TASK TO COMPLETE: Show every line below that contains the word "lawn", copying each one in full.

Dataset records on where objects are located:
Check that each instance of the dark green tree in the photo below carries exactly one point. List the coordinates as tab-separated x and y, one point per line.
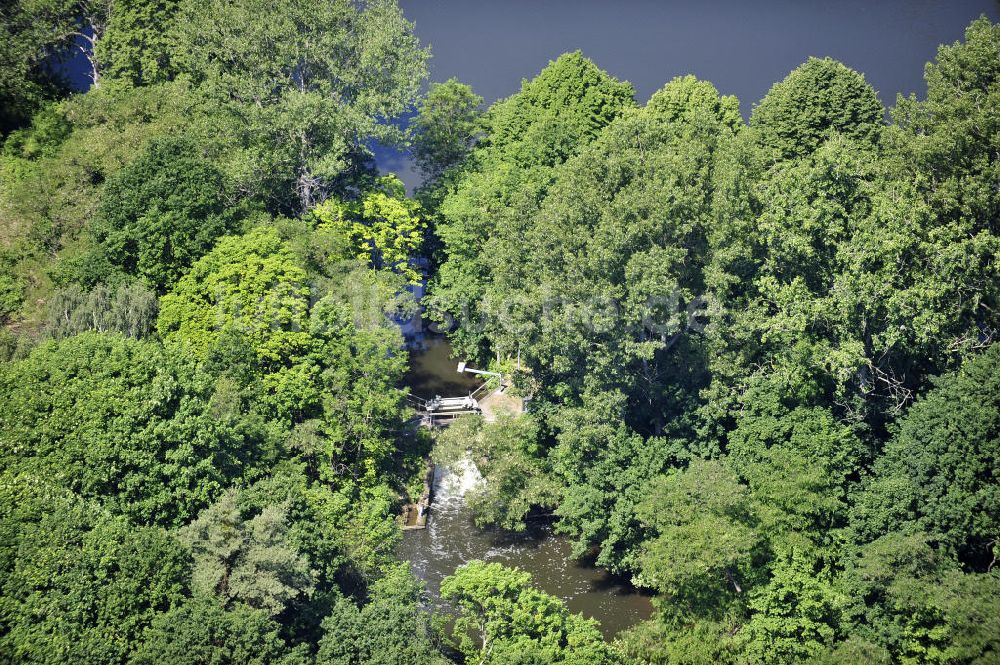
445	127
939	472
819	98
77	583
162	212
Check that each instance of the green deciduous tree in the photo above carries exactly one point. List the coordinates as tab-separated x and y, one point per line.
124	422
77	583
306	84
939	472
162	212
247	559
201	630
391	628
488	208
249	283
508	454
139	43
819	98
383	228
513	620
704	533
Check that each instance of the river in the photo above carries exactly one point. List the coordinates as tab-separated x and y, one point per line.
452	539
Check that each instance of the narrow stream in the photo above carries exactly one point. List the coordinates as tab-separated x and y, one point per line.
452	539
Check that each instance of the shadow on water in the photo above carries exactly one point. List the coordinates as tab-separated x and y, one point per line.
452	539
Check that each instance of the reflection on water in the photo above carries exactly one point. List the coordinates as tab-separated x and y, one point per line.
434	372
451	539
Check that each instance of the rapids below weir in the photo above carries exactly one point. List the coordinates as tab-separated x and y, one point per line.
451	538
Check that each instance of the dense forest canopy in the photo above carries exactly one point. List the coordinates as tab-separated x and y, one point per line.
760	354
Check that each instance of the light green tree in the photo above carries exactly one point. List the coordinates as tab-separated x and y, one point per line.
247	559
513	620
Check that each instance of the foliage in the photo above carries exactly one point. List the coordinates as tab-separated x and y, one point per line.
78	584
507	454
445	127
251	284
31	33
247	560
704	532
138	45
384	228
485	211
307	83
939	472
390	629
124	422
162	212
760	357
128	309
513	620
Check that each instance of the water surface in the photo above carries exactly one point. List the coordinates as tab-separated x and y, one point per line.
451	538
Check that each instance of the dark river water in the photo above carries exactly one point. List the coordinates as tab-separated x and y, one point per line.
452	539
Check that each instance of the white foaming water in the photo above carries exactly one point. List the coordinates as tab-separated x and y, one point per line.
453	482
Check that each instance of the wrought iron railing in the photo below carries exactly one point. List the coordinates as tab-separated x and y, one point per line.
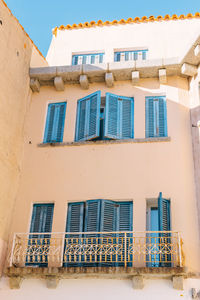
99	249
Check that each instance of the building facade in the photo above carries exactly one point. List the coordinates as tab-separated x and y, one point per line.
108	196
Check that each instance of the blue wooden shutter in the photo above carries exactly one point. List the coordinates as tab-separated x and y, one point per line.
112	116
163	213
92	215
126	117
88	117
125	218
119	117
164	223
75	217
149	117
55	123
42	217
108	215
162	117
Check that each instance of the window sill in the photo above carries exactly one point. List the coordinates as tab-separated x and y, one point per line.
107	142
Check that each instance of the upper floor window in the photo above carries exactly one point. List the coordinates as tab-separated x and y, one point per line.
110	117
156	117
130	55
93	58
55	122
100	215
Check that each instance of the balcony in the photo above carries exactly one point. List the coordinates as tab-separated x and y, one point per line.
149	249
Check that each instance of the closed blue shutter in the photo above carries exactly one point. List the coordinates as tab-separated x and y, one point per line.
92	215
75	215
149	116
163	213
156	117
125	219
41	222
88	117
127	118
55	123
164	223
108	216
125	223
42	217
162	117
119	117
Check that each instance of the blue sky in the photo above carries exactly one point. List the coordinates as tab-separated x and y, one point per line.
38	17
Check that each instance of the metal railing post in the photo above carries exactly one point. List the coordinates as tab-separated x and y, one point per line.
125	246
179	249
12	249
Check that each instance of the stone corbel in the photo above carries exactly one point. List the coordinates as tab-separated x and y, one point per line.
109	79
15	282
84	83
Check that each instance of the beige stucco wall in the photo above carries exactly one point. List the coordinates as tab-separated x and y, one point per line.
136	171
163	39
15	55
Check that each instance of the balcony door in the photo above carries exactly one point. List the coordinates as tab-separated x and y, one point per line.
159	241
100	240
38	241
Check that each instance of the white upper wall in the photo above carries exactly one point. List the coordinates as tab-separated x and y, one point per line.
163	39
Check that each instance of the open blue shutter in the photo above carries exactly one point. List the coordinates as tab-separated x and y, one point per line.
163	213
125	218
88	117
42	217
127	118
92	215
149	116
108	215
75	215
162	117
55	123
119	117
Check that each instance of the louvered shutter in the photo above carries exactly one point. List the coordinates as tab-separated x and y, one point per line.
75	215
127	117
88	117
125	219
164	225
61	120
149	116
108	215
92	215
125	223
42	218
119	117
162	117
41	222
55	123
163	213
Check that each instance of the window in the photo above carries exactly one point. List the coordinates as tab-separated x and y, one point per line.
130	55
55	123
156	117
41	222
111	117
158	221
94	58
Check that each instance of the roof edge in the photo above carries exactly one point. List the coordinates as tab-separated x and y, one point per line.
143	19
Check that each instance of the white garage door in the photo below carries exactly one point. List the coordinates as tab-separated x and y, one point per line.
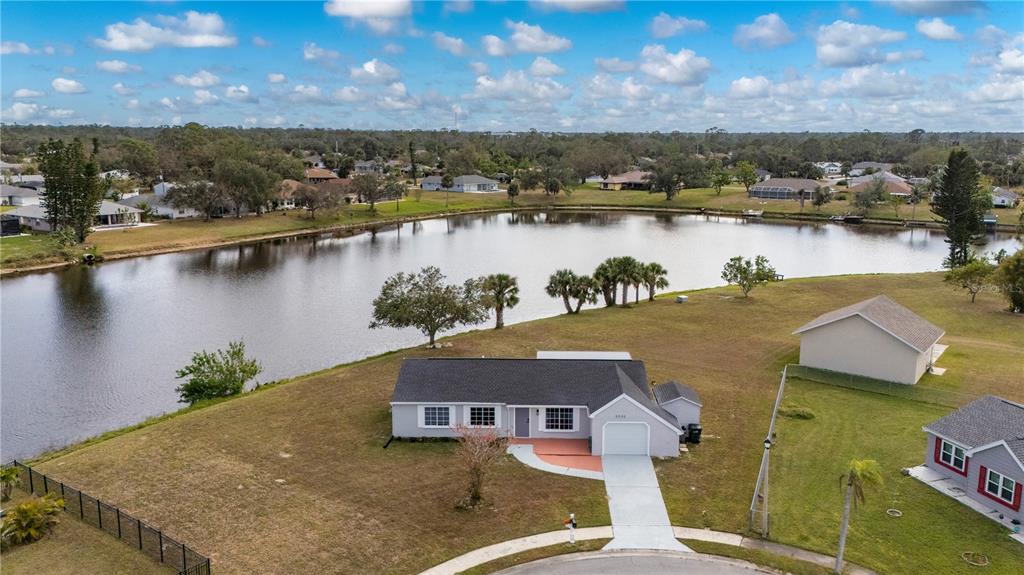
625	439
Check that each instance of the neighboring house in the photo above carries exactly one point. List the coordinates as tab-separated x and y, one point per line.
1003	197
159	207
474	184
634	179
317	175
859	168
979	449
111	214
877	338
17	195
605	401
783	188
829	168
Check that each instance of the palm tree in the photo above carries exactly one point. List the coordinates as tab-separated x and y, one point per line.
863	473
560	285
500	291
654	277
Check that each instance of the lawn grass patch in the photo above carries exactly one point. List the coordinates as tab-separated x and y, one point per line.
535	555
346	504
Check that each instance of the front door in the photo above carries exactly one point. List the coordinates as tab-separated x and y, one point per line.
522	422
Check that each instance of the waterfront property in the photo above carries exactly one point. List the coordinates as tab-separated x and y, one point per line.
783	188
604	401
111	214
876	338
975	454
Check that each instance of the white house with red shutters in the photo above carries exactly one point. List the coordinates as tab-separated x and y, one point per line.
976	454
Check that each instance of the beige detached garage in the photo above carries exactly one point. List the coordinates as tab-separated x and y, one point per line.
877	338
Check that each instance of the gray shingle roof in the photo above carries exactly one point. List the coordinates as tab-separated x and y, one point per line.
592	383
983	422
672	391
887	314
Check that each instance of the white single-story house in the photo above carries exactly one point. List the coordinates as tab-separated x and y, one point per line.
978	452
159	207
111	214
1003	197
877	338
17	195
604	401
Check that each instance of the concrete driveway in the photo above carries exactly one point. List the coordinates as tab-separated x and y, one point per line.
639	520
647	563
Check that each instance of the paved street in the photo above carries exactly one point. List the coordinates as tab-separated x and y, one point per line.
647	563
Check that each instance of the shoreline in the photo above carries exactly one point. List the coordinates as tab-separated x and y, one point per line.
353	229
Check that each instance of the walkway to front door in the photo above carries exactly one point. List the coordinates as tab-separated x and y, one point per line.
639	520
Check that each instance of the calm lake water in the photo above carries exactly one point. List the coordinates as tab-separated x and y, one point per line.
90	349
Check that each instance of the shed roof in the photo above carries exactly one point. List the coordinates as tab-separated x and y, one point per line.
591	383
671	391
984	422
889	316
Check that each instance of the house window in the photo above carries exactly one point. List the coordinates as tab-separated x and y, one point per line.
559	418
434	416
482	416
952	455
999	486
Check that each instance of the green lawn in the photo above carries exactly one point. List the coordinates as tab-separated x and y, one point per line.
346	504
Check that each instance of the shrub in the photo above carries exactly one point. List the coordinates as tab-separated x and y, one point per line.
32	520
217	374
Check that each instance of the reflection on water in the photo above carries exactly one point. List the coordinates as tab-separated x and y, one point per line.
89	349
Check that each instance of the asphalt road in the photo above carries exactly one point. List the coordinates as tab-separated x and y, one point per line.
633	563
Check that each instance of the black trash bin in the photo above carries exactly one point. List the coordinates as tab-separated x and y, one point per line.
693	433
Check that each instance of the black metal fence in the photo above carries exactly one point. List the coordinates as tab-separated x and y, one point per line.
132	531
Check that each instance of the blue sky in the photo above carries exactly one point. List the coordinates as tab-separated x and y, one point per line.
568	65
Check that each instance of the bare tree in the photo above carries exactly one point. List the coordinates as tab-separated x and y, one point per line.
479	449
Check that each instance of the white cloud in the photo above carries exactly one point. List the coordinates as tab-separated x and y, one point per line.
381	16
205	97
579	5
845	44
544	67
66	86
347	94
117	67
935	29
239	93
201	79
767	31
310	51
375	71
664	26
196	30
8	47
684	68
27	93
614	64
747	88
1011	61
450	44
20	112
870	82
495	46
532	39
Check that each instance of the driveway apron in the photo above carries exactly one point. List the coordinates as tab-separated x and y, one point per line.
639	520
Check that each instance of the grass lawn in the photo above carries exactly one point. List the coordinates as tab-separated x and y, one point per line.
209	477
194	233
75	547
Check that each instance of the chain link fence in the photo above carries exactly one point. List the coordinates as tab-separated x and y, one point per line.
130	530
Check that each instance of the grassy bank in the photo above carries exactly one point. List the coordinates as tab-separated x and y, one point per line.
23	253
210	477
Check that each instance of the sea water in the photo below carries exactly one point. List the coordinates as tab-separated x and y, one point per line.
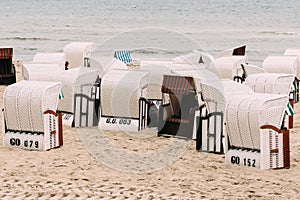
267	27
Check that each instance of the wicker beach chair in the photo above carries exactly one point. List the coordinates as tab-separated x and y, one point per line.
272	83
123	100
80	87
253	126
7	69
211	135
177	112
30	113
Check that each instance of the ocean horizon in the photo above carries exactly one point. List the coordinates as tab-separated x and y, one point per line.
266	27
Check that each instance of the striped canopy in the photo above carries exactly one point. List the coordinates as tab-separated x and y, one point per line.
177	84
6	53
124	56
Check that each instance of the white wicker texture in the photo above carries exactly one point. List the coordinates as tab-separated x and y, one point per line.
294	52
37	71
227	67
245	114
253	69
216	92
121	91
76	52
281	64
270	83
73	81
26	101
51	58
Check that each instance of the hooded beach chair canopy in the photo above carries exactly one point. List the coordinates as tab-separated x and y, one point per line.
121	91
271	83
74	80
25	102
30	119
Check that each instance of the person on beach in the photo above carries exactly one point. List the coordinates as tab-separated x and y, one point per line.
66	65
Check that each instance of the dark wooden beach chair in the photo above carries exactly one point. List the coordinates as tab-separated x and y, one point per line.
7	69
177	112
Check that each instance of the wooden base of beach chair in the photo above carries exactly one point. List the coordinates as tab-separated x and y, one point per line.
210	132
125	123
52	137
273	154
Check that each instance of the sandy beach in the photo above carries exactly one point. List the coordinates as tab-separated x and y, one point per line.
71	172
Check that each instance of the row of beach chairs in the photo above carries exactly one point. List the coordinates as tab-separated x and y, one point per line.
192	98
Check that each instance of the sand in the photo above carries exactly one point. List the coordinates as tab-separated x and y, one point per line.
71	172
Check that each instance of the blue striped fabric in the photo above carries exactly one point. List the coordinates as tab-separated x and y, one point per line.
124	56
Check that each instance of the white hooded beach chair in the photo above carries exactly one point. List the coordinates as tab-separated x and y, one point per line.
123	100
273	83
253	126
228	67
30	117
80	89
211	136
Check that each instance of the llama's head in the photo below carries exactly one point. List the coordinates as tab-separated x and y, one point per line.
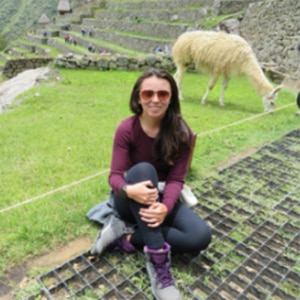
270	99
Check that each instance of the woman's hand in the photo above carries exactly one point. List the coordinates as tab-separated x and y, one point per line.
154	215
142	192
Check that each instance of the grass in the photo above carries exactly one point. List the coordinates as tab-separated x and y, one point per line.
57	134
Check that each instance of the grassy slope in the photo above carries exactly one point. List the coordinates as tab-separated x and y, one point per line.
61	133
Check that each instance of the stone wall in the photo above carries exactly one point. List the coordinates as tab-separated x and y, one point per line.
273	30
106	62
15	66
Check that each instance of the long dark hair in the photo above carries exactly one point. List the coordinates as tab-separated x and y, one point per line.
174	132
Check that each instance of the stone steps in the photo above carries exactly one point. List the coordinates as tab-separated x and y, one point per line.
137	26
147	29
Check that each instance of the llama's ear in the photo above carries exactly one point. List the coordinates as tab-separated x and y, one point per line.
276	90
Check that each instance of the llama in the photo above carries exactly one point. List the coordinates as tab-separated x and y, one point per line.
221	54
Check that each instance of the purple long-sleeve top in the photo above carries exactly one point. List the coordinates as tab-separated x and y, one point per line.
131	146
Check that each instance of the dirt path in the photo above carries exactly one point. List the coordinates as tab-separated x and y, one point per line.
15	86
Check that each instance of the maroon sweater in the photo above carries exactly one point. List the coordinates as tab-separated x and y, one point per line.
131	146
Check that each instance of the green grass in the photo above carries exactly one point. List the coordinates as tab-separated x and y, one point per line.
57	134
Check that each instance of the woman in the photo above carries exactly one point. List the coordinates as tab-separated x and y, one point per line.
149	147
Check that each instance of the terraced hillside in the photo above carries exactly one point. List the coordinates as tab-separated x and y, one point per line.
130	27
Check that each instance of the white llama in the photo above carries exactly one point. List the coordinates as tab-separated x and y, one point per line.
221	54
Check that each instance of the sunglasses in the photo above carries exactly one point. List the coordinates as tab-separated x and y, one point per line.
162	95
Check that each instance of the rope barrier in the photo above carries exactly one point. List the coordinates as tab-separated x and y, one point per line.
106	171
53	191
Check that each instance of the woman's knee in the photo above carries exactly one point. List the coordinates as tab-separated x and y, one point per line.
141	172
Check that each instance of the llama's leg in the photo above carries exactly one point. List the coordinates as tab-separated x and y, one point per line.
224	87
210	86
178	78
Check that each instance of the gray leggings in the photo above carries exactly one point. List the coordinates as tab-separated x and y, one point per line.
182	229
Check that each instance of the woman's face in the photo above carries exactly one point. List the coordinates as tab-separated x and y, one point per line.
155	95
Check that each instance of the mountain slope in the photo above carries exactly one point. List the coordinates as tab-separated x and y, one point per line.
17	16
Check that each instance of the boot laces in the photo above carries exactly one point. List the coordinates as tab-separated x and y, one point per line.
164	276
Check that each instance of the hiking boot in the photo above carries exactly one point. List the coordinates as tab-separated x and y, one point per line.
112	236
158	264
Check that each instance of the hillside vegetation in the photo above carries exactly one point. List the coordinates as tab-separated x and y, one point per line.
17	16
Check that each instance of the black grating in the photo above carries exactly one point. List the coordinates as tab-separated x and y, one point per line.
254	212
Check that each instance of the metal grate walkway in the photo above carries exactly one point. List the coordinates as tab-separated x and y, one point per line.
254	212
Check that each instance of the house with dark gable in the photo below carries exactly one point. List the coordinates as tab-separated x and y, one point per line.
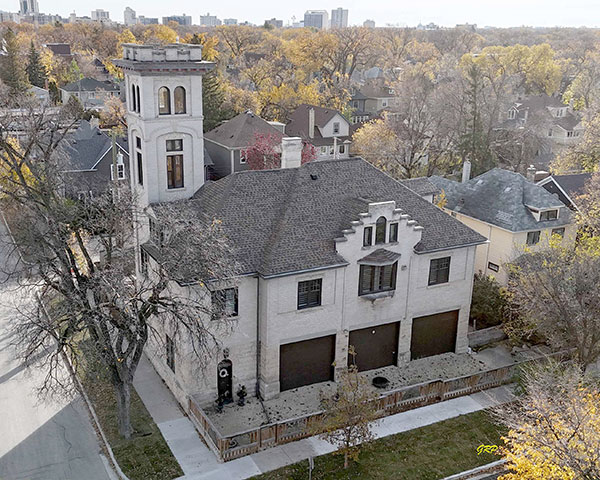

RESPONSE TO THE EXERCISE:
Check that each instance of the lawn grass patch in the photo above carries exactly one point. List the coordinates as tab-separated x and y, one point per line.
Check that each instance of the green lawn in the photo above carries exactly one point. List the coordinates as tab-separated x and y, one point per line.
Check that each instance of the grass lawn in the photo above carries exactly one point. List the coordinates as tab-separated x and y, one point per line.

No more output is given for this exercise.